§ Stated problem:
Take the line containing "of the tree" and all lines after it to the end of the records, and output them exactly.

**********

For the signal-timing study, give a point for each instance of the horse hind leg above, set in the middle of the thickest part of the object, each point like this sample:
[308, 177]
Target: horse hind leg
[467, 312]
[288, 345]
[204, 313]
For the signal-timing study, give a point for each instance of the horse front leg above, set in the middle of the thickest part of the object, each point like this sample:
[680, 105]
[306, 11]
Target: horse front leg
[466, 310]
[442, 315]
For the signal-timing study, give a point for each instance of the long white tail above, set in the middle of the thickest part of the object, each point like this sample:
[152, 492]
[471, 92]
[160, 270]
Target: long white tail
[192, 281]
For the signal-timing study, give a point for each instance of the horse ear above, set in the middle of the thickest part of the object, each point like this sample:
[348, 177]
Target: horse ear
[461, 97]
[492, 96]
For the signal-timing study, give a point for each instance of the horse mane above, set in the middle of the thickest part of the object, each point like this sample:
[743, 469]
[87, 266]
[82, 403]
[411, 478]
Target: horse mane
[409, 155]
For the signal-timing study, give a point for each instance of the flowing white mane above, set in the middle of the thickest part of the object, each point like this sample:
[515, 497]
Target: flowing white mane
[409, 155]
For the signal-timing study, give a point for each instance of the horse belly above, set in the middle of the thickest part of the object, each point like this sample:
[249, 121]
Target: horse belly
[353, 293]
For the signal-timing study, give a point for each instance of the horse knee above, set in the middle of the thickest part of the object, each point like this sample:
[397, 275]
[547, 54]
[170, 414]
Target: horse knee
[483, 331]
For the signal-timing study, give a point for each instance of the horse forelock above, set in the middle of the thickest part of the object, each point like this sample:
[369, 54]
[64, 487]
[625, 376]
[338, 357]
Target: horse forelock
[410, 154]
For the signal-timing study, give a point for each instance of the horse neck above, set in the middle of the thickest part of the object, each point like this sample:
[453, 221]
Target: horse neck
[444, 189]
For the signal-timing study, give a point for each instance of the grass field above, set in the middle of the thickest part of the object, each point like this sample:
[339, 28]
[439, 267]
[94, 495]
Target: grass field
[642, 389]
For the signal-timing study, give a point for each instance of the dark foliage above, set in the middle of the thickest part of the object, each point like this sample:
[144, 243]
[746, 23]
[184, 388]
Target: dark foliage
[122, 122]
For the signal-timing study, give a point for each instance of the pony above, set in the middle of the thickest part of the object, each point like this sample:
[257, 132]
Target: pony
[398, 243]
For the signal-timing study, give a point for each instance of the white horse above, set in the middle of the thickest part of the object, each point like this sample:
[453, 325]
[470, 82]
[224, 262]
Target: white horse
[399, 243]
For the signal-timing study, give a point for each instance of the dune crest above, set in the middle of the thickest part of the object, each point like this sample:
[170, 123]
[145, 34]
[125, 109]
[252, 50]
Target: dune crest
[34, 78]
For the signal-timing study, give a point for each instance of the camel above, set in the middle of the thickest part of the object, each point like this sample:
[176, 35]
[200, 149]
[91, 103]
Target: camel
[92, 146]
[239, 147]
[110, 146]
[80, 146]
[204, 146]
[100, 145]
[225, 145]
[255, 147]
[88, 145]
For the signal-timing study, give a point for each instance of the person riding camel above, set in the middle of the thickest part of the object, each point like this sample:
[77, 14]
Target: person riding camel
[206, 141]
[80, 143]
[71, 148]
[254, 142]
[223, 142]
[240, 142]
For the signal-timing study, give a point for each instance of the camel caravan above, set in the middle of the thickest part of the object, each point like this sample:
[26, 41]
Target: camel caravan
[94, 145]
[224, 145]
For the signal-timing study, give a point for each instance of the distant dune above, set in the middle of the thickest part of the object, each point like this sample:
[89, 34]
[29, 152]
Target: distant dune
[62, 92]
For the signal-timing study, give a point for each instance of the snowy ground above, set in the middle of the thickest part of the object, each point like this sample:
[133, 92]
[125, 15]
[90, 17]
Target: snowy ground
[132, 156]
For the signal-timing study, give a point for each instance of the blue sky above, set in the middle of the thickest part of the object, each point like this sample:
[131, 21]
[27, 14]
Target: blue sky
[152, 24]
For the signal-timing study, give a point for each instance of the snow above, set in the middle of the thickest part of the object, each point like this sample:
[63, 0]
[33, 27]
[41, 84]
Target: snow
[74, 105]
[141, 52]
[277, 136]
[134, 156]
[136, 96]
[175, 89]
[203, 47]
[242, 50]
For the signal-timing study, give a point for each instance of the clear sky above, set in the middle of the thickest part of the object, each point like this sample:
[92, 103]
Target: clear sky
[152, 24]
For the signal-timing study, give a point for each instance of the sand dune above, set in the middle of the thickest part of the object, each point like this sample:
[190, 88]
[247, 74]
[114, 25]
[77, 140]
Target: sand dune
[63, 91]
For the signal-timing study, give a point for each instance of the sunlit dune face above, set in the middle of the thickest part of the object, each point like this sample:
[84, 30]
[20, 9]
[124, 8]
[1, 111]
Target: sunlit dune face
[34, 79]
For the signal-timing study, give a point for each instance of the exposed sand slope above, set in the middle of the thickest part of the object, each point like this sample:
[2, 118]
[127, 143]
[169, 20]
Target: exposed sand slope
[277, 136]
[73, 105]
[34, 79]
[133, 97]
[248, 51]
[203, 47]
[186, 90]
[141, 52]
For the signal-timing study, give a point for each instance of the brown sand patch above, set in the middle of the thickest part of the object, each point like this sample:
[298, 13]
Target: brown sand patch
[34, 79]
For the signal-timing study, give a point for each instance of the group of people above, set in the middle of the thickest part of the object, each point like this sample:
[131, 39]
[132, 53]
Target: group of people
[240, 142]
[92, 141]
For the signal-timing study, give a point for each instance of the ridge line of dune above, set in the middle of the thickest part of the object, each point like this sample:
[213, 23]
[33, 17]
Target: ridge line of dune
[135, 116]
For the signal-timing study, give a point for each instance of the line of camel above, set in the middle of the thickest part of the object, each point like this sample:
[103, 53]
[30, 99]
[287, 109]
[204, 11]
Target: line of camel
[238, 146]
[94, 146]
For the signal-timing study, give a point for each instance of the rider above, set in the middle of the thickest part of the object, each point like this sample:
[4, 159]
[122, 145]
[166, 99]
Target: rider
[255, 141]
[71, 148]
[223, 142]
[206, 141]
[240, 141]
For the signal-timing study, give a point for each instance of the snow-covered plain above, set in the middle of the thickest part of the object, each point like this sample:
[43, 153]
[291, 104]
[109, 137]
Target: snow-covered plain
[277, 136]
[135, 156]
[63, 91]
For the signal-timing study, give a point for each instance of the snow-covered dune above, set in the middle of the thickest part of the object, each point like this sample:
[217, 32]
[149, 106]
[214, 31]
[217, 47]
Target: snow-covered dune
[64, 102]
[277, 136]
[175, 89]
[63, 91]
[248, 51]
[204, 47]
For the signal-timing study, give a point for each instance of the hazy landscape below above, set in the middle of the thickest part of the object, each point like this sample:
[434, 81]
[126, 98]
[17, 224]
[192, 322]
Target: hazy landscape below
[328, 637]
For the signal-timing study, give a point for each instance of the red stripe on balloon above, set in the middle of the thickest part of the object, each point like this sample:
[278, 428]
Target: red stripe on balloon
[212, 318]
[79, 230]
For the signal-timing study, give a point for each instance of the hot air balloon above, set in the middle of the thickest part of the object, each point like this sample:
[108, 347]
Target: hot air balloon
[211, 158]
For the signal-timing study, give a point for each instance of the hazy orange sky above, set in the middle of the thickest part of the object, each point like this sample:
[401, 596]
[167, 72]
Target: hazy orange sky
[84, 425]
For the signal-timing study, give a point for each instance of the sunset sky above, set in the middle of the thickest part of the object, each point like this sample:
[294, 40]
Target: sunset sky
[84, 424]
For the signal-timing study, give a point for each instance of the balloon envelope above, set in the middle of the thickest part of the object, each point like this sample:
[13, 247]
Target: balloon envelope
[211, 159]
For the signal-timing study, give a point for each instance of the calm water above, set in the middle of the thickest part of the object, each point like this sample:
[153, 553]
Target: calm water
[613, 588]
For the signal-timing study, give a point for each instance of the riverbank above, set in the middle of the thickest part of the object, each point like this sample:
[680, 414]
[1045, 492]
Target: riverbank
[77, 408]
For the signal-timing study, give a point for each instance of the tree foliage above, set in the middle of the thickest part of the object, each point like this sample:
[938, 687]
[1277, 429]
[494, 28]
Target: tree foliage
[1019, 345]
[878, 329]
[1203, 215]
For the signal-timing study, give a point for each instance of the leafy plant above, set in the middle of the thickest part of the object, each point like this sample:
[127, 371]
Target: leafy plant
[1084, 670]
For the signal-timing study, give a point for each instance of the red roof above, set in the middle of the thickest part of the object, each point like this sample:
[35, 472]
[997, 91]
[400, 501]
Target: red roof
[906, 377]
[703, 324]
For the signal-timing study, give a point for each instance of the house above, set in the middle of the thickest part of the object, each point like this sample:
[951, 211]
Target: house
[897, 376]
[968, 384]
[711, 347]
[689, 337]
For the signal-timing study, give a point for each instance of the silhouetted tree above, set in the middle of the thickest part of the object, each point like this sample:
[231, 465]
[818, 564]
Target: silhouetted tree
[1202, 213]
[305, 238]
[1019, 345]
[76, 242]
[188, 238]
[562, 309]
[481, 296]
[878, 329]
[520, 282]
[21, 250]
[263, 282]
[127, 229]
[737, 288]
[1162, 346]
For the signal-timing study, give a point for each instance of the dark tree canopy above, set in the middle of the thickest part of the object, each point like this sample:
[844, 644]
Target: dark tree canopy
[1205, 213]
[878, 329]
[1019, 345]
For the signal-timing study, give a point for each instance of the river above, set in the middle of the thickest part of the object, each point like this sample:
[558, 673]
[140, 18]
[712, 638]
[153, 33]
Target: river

**********

§ Exercise output:
For the signal-timing study, give a point for each instance of the tree foliage above, set in the middle of the thickest part of the object, each point like this sample:
[938, 687]
[1277, 429]
[494, 28]
Target: tree foliage
[1019, 345]
[878, 329]
[1203, 215]
For the signal-timing study, give a point for each instance of the leafy plant above, set in the middle of the thickest part of the object, each point like this sample:
[127, 371]
Target: leafy plant
[1084, 670]
For the signal-timing study, give a point for each instance of the red roof above, set in the middle of the thickest part of the object, each point like this sample:
[35, 472]
[997, 91]
[400, 501]
Target: red roof
[906, 377]
[703, 324]
For the signal-timing study, give a point for each instance of the house above, set in the middle of the thickest part of the object, each point like this sample:
[951, 211]
Target: house
[897, 376]
[968, 384]
[711, 347]
[689, 337]
For the signal-timing study, give a point for each instance of the silhouetted tree above, set in the middle of the thickest part of the object, each point like this sample:
[231, 465]
[818, 564]
Target: silhouetted tree
[1202, 213]
[305, 238]
[1019, 345]
[76, 242]
[188, 238]
[562, 309]
[481, 296]
[878, 329]
[520, 282]
[21, 250]
[263, 282]
[127, 229]
[737, 288]
[1162, 346]
For the signal-timing study, give a point for each instance of the dark tree canopy above, set in the middle of the thickest part of the object, each point like this sample:
[844, 644]
Target: dark tree canopy
[1205, 213]
[878, 329]
[1019, 345]
For the signal-timing study, give a point for each instance of the river above, set in the middle of the thickest part of the object, each point like this sample:
[558, 673]
[140, 18]
[712, 638]
[153, 33]
Target: river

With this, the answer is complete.